• _Work instructions_:
1. Answer these questions using the call for submissions on un/bordering:
(a) What is the submission deadline?
(b) Which issue of New Sociology does the call announce?
(c) What is the maximum number of pieces or pages for photography?
2. Pick up the call for submissions on un/bordering after its final listed format and continue it.

• _Source document_:
Aesthesis: The Politics and Praxes of Un/bordering

Deadline: January 15, 2026

What does a border do, and how do people un/do it? The 8th issue of New Sociology centers around this question, examining borders, not only as lines or prisons but as social relations, practices, and sensations: thresholds where movement is routed/rooted, slowed, or made possible. We read “aesthetics” as aesthesis—the sensing and sense-making through which worlds are built and policed: the forms, sounds, interfaces, rituals, and design choices that states, markets, and communities use to govern passage and organize care.

We invite submissions that show, explore, and examine how borders are made, felt, and seen—and how people make, feel, and see otherwise; beyond border lines. Alongside detention, checkpoints, and sanctions, we attend to vernacular architectures of refuge and repair; sonic and visual cues that choreograph belonging; and everyday arts that refuse capture. Contributors might trace migration’s passages and pauses; colonial and neocolonial corridors of extraction; race as a moving checkpoint; carceral infrastructures and counter-logistics; or un/mapping, opacity, and data refusal as survival—including the “UI of sovereignty and solidarity” (visa portals, e-gates, status trackers, denial letters, intake forms, mutual-aid dashboards) and algorithmic management of mobility and work.

New Sociology seeks creative and experimental pieces in the form of poetry and visual art, and prioritizes community-grounded collaborations among scholars, organizers, artists, technologists, archivists, and folx with lived/living experience of bordering. Bring us theory in practice, counter-archives, and freedom dreams that exceed criminalization and enclosure. We’re excited to read and view your unbordered visions in any of the following formats:

  1. Photography (Max. 10 pieces/pages)
  2. Digital Art Work (Max. 10 pieces/pages)
  3. Physical Visual Artwork (photos of paintings, drawings, or sculptures) (max. 5-10)

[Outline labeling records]
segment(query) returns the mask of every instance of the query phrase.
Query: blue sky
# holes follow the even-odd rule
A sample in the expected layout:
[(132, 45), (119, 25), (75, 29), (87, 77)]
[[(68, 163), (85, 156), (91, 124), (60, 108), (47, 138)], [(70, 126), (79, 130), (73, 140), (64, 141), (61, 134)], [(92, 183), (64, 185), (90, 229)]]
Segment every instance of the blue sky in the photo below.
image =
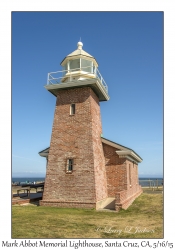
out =
[(44, 176), (56, 98), (47, 73), (77, 48), (93, 55), (110, 100), (103, 136), (142, 158), (139, 176), (163, 173), (163, 12), (12, 13), (12, 175)]

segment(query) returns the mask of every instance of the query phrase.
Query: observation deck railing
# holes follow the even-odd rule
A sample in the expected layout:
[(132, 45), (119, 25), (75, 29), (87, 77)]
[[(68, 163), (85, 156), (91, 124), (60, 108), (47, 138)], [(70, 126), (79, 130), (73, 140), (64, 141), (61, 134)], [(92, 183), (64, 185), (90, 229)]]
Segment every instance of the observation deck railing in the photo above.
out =
[[(101, 85), (105, 88), (106, 92), (108, 93), (108, 86), (105, 80), (103, 79), (99, 70), (96, 67), (92, 67), (92, 66), (50, 72), (48, 73), (47, 85), (60, 84), (60, 83), (63, 83), (65, 79), (68, 79), (69, 81), (74, 81), (73, 78), (75, 78), (75, 76), (77, 75), (78, 77), (85, 77), (87, 79), (92, 79), (92, 78), (99, 79)], [(79, 79), (78, 81), (81, 81), (81, 80), (84, 80), (84, 79)]]

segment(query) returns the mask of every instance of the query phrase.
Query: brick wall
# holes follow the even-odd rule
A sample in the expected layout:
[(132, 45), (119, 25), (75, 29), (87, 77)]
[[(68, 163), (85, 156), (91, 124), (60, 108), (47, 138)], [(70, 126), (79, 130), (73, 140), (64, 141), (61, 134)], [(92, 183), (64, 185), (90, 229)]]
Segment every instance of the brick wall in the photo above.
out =
[[(75, 115), (70, 115), (71, 103), (76, 104)], [(107, 197), (101, 133), (99, 101), (92, 89), (60, 90), (41, 205), (95, 207)], [(68, 158), (74, 159), (71, 174), (65, 171)]]
[(127, 209), (142, 192), (140, 185), (134, 185), (127, 190), (117, 192), (115, 196), (115, 210), (119, 211), (121, 208)]
[(108, 197), (115, 197), (116, 192), (127, 189), (127, 165), (125, 158), (119, 158), (116, 148), (103, 143), (106, 165)]
[(138, 165), (126, 158), (119, 158), (117, 148), (103, 143), (106, 165), (108, 197), (115, 197), (115, 208), (128, 208), (141, 193)]

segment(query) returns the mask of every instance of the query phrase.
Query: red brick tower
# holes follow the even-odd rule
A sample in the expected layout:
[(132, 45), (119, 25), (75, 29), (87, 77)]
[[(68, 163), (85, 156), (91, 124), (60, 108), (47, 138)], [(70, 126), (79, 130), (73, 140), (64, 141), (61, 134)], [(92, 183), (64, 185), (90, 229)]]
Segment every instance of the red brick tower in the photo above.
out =
[(108, 196), (99, 105), (109, 100), (107, 85), (95, 58), (77, 45), (45, 86), (56, 107), (40, 205), (96, 208)]

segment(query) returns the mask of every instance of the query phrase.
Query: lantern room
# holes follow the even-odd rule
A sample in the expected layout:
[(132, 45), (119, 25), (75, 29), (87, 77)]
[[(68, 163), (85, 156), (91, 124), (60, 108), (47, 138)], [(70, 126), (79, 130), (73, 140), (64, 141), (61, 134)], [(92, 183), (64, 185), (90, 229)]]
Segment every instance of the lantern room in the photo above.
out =
[(48, 73), (45, 88), (57, 96), (60, 89), (91, 87), (99, 101), (108, 101), (108, 86), (98, 70), (96, 59), (82, 49), (83, 43), (77, 43), (77, 49), (61, 62), (62, 70)]

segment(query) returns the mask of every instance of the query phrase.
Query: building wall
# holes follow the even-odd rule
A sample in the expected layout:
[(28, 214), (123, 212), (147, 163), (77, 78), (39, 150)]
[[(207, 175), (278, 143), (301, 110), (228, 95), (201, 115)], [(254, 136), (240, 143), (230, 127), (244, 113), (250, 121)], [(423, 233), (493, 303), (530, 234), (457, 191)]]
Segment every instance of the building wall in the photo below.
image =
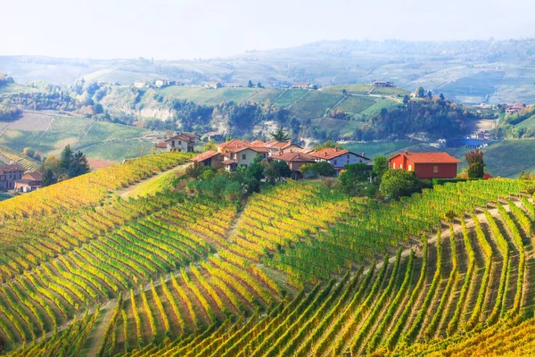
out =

• _Final results_:
1.
(a) January 15, 2026
(b) The 8th issue
(c) 10 pieces/pages

2.
  4. Film Stills with Short Captions (max. 5 pages, max. 50 words per caption). 
  5. Critical/Decolonial Maps (max. 3 maps per submission)
  6. Comics or Graphics (Max. 5 pages or 5 strips/graphics)
  7. Poems or Poetry Collections (max. 3 pages per poem or 10 pages per collection)
  8. Lyrics or sheet music (Max. 3 pages per submission)
  9. Photographic or visual essays (Max. 1000 words–if relevant, including references)
  10. Screenshots/photos of (as is) diary entries, emails, texts, DMs, or doodles (max. 5)
  11. Other alternative visual media that you would like to suggest to us (please email us)

If your submission includes other people by name, you must get their written consent to submit. We are open to submissions from all emergent scholars, activists, and creatives, but prioritize non-white authors, as well as those who are queer, trans, disabled/neurodivergent and woman-identified. All submissions must be submitted with a 150–250 word abstract and at least three keywords to our online portal (here) by January 16, 2026.

If you require further guidance around how to submit, or just have questions about the journal/issue, please email our lead special editor Michelle Molubi-Johnson at mmolubi@yorku.ca or our EIC at jade.dacosta@usask.ca-there are no wrong questions!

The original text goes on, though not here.